(Location annotation dataset excerpts)
******************************
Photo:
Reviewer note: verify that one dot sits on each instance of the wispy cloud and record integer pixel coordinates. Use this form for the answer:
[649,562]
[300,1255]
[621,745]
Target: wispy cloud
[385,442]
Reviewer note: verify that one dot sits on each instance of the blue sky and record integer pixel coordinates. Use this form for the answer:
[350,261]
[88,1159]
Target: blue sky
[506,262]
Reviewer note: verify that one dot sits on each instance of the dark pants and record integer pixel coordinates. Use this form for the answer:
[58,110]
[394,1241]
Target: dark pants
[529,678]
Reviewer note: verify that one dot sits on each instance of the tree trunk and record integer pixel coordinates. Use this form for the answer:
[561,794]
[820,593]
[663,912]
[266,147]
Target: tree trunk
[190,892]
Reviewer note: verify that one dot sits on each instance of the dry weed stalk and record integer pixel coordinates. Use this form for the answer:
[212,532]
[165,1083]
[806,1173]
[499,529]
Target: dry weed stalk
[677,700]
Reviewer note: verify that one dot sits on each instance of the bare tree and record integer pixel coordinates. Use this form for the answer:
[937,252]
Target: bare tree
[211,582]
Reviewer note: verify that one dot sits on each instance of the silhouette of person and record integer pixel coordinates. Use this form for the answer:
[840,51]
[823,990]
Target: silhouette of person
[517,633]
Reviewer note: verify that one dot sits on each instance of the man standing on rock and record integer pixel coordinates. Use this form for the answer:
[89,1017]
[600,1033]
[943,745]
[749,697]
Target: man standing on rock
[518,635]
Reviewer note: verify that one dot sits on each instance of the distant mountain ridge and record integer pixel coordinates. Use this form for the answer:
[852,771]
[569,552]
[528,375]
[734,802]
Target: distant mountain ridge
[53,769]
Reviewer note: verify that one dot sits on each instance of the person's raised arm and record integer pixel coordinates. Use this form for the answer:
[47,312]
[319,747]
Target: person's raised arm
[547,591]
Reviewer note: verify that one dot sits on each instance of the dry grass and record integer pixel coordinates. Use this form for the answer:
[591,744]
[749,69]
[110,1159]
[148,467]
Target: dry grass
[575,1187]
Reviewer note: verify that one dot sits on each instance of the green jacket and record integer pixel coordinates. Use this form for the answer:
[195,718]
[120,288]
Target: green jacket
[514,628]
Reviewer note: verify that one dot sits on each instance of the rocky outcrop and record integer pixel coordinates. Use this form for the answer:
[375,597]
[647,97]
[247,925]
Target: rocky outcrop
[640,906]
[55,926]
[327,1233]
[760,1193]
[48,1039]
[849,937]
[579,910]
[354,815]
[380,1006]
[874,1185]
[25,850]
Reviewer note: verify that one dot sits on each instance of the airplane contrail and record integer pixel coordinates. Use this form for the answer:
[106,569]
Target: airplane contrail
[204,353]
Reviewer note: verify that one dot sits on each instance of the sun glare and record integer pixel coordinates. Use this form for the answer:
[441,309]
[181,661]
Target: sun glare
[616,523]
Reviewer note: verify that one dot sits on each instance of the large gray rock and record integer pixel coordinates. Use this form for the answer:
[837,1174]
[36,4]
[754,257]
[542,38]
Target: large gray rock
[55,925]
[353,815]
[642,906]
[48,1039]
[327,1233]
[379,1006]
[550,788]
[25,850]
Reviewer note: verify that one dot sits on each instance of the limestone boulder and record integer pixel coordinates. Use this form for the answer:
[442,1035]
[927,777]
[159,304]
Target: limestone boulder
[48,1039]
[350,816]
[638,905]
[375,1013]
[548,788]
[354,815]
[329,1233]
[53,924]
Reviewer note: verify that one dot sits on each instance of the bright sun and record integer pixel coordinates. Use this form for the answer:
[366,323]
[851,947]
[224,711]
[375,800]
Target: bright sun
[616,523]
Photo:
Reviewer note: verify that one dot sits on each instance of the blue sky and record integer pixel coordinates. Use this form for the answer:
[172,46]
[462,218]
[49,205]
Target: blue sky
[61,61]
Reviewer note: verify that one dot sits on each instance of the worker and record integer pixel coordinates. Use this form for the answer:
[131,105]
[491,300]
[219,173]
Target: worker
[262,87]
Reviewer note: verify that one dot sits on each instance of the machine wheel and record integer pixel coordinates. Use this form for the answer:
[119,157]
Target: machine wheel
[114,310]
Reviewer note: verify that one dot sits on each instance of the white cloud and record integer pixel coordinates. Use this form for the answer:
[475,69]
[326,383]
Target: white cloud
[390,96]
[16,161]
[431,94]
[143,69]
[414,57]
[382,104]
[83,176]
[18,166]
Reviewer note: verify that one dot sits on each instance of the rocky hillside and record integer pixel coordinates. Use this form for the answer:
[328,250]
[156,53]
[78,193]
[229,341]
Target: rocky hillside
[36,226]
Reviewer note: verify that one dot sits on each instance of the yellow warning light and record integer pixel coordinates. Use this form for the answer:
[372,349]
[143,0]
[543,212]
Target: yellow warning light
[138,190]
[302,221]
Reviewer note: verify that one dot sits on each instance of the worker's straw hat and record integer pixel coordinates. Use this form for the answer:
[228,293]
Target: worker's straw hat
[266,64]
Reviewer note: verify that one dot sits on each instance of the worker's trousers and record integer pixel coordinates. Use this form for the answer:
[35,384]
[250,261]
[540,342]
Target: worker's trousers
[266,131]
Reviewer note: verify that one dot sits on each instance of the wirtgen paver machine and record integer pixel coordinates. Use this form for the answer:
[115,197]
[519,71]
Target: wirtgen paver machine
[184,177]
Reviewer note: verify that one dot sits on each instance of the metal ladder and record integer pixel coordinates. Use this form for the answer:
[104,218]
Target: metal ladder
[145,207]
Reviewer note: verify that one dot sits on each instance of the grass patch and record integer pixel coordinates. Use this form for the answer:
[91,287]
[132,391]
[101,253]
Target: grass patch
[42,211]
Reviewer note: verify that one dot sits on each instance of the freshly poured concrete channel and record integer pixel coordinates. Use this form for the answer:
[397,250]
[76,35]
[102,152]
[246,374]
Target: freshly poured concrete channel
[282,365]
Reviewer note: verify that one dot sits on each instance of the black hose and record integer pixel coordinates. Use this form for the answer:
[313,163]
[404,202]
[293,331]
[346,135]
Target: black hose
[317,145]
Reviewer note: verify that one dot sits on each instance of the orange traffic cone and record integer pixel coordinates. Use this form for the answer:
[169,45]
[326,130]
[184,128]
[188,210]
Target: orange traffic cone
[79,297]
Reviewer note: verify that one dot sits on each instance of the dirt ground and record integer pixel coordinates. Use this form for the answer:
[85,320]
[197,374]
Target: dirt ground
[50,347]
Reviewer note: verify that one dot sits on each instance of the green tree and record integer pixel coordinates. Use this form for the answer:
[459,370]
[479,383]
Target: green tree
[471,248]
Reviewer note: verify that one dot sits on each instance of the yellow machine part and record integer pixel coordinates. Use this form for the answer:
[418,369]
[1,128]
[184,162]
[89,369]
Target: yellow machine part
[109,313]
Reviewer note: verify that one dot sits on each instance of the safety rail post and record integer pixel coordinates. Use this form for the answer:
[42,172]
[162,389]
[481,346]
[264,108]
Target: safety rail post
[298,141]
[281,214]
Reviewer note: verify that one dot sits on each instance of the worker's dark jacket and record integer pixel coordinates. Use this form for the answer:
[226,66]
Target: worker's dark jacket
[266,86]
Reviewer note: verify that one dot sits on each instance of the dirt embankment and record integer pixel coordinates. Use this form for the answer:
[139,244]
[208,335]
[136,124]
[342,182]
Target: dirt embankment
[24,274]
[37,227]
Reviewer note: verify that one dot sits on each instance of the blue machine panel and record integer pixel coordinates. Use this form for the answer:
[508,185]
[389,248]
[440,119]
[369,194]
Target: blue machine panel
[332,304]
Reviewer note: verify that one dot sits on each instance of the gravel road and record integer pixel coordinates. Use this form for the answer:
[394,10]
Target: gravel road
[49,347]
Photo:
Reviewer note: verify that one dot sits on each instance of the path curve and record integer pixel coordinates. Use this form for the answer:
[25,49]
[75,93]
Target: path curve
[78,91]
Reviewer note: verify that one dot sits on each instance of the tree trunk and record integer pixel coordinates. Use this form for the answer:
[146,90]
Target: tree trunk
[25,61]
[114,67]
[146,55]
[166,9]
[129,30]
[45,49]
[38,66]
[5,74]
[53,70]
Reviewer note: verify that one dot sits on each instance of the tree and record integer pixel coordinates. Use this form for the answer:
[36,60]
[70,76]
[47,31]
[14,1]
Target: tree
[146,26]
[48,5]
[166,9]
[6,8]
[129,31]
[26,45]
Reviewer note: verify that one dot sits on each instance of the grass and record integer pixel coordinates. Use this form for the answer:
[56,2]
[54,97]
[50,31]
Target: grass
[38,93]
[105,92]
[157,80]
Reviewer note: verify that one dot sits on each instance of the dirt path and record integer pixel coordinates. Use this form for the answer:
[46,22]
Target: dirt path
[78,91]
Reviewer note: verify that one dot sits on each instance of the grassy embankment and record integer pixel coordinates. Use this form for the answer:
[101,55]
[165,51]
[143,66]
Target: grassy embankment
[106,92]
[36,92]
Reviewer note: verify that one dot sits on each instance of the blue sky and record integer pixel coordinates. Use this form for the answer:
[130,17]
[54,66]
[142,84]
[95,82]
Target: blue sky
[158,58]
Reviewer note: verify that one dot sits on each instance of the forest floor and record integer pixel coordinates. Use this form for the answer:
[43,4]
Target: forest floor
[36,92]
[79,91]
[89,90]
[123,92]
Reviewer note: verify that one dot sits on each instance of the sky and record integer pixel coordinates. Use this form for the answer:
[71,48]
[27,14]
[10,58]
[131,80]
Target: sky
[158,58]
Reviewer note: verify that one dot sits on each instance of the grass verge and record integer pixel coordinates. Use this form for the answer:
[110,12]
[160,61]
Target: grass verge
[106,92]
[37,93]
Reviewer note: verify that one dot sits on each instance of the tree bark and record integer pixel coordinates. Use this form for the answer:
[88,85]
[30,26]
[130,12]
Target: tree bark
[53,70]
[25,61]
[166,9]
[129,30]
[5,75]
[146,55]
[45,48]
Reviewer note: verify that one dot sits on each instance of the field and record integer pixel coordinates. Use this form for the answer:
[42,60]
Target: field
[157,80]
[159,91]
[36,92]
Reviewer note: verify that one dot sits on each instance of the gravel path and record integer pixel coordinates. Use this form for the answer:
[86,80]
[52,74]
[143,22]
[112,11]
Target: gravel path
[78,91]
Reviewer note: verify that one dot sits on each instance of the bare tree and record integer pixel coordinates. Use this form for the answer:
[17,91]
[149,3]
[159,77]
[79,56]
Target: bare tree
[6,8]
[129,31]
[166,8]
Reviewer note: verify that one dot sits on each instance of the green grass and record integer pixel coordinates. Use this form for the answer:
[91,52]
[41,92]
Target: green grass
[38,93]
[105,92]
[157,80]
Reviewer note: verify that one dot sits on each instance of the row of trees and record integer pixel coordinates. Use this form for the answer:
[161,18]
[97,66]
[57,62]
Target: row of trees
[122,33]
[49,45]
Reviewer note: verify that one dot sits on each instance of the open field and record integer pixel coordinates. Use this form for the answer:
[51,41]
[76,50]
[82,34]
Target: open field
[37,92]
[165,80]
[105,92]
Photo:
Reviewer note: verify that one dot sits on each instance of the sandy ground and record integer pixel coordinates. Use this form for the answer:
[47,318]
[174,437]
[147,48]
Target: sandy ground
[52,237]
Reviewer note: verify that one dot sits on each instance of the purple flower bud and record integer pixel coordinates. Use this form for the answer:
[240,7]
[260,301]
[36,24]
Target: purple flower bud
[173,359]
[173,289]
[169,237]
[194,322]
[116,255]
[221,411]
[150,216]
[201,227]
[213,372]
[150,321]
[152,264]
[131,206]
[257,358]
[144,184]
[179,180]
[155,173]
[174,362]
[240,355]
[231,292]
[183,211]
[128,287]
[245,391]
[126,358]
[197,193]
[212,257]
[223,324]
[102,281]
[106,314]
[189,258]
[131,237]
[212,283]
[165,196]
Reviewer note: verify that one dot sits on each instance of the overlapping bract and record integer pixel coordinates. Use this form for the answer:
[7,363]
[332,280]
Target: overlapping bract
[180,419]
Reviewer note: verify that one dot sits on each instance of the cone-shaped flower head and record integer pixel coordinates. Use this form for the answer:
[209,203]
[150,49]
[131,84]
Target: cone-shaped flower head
******************************
=== AIM ===
Return, word for word, each line from the line that contains "of the overlapping" to the end of the listing above; include both end lines and nothing else.

=== SOLUTION TO THIS PROBLEM ===
Reviewer note: verify that one dot sits on each instance of the overlapping bract and record integer pixel coordinates. Use this form for the answer:
[7,363]
[332,280]
Target: overlapping bract
[180,419]
Reviewer note: verify that one dot sits on each instance of the cone-shaped flower head and record integer pixel coordinates. Use this form for the answer:
[209,203]
[150,49]
[131,84]
Target: cone-shaped flower head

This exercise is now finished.